**Task requirements**
Copy the following material line for line, with no changes.

Items from a data source
◇ ◇ ◇ ◇

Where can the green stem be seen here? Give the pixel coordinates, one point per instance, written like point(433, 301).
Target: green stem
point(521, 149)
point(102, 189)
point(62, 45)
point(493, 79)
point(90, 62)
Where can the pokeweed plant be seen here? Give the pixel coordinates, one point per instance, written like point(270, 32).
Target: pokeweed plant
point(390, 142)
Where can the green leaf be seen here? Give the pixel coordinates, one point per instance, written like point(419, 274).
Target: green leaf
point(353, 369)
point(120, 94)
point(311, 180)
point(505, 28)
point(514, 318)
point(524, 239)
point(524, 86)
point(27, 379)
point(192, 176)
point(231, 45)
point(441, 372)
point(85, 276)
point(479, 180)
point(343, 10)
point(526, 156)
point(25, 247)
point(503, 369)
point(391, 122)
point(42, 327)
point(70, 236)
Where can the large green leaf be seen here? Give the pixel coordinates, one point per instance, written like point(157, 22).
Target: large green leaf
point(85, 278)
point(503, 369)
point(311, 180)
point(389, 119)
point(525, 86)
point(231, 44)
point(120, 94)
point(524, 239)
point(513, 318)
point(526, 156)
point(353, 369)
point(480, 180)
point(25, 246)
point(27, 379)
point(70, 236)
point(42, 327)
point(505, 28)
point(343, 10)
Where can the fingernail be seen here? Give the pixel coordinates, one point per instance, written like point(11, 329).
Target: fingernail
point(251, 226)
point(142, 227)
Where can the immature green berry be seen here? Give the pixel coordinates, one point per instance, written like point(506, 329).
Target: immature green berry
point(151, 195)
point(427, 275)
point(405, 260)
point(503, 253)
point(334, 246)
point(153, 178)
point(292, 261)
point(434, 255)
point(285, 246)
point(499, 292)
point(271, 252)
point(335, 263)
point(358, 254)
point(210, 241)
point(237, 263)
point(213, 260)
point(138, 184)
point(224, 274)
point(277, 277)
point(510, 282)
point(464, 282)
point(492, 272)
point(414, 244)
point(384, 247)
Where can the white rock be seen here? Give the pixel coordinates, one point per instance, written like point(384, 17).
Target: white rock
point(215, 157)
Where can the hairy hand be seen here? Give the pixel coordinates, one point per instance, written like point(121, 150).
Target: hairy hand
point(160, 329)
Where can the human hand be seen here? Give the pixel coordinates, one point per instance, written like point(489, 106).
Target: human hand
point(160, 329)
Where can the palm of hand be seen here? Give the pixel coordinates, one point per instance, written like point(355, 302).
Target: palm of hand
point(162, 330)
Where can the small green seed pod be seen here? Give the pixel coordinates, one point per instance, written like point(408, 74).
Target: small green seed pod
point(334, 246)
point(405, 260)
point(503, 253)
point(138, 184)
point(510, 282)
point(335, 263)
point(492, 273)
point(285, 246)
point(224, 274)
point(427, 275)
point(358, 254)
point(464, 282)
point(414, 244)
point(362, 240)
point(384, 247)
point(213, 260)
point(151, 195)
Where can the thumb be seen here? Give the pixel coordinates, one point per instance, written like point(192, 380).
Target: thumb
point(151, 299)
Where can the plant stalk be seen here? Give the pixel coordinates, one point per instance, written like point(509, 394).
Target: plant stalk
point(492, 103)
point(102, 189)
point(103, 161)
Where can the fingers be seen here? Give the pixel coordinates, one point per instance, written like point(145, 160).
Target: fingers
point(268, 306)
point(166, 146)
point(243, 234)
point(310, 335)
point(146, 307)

◇ ◇ ◇ ◇

**Written answer**
Where can the green stem be seen here? Give the pixel coordinates, one point per instance, written like point(433, 301).
Target: green stem
point(521, 149)
point(102, 189)
point(62, 45)
point(493, 79)
point(90, 62)
Where can the pokeweed plant be seen here? Give the pixel coordinates, one point per instance, written like point(270, 32).
Target: pokeweed plant
point(390, 142)
Where can the green leaf be seen here? Give the pixel coordinates, one point per instance, written like point(419, 274).
Target: green leaf
point(353, 369)
point(120, 94)
point(311, 180)
point(505, 28)
point(514, 318)
point(524, 239)
point(524, 86)
point(27, 379)
point(192, 176)
point(231, 45)
point(441, 372)
point(85, 276)
point(479, 180)
point(343, 10)
point(526, 156)
point(25, 247)
point(503, 369)
point(391, 122)
point(42, 327)
point(70, 236)
Where can the large green leaf be seen here? Give the pixel coordinates, one point per instance, written like point(157, 22).
Target: large green leaf
point(85, 278)
point(503, 369)
point(311, 180)
point(389, 119)
point(525, 86)
point(231, 44)
point(120, 94)
point(524, 239)
point(513, 318)
point(526, 156)
point(353, 369)
point(480, 180)
point(25, 246)
point(27, 379)
point(70, 236)
point(42, 327)
point(505, 28)
point(343, 10)
Where can the fingernail be seen here? Give the pixel coordinates, one point per instance, written like point(11, 329).
Target: fingernail
point(251, 226)
point(142, 227)
Where can the immature green berry be seen here? Give the pixel coordinates, one point per instance, written like point(506, 329).
Target: immature green berry
point(151, 195)
point(427, 275)
point(405, 260)
point(503, 253)
point(334, 246)
point(153, 178)
point(292, 261)
point(434, 255)
point(285, 246)
point(499, 292)
point(271, 252)
point(335, 263)
point(358, 254)
point(210, 241)
point(237, 263)
point(213, 260)
point(138, 184)
point(224, 274)
point(277, 277)
point(510, 282)
point(464, 282)
point(492, 272)
point(414, 244)
point(384, 247)
Where can the white rock be seen here? Give the pixel coordinates, one point per instance, written like point(384, 17).
Target: white rock
point(215, 157)
Where can the hairy hand be seen here? Give the pixel coordinates, one point per instance, written like point(121, 150).
Target: hairy hand
point(160, 329)
Where can the human hand be seen here? Give the pixel coordinates, one point per instance, written like point(489, 106).
Target: human hand
point(160, 329)
Where can the palm of hand be seen here? Give the pixel coordinates, one point per instance, written like point(355, 302).
Target: palm of hand
point(162, 330)
Where can the small green seed pod be seen here? Give the pixel coordinates, one point per instance, written like point(408, 74).
Target: small green seed pod
point(334, 246)
point(405, 260)
point(503, 253)
point(138, 184)
point(510, 282)
point(335, 263)
point(492, 273)
point(285, 246)
point(224, 274)
point(427, 275)
point(358, 254)
point(464, 282)
point(414, 244)
point(362, 240)
point(384, 247)
point(213, 260)
point(151, 195)
Where can the thumb be seen here? Give the pixel coordinates, one point per instance, written like point(192, 380).
Target: thumb
point(151, 299)
Where can the plant stalk be seen here? Give the pixel coordinates, one point per instance, written like point(509, 394).
Target: plant stalk
point(492, 103)
point(102, 189)
point(103, 161)
Where can the fingers be seen here? Give the pixel coordinates, one point per instance, written like point(145, 160).
Target: fingers
point(268, 306)
point(166, 146)
point(243, 234)
point(310, 335)
point(146, 307)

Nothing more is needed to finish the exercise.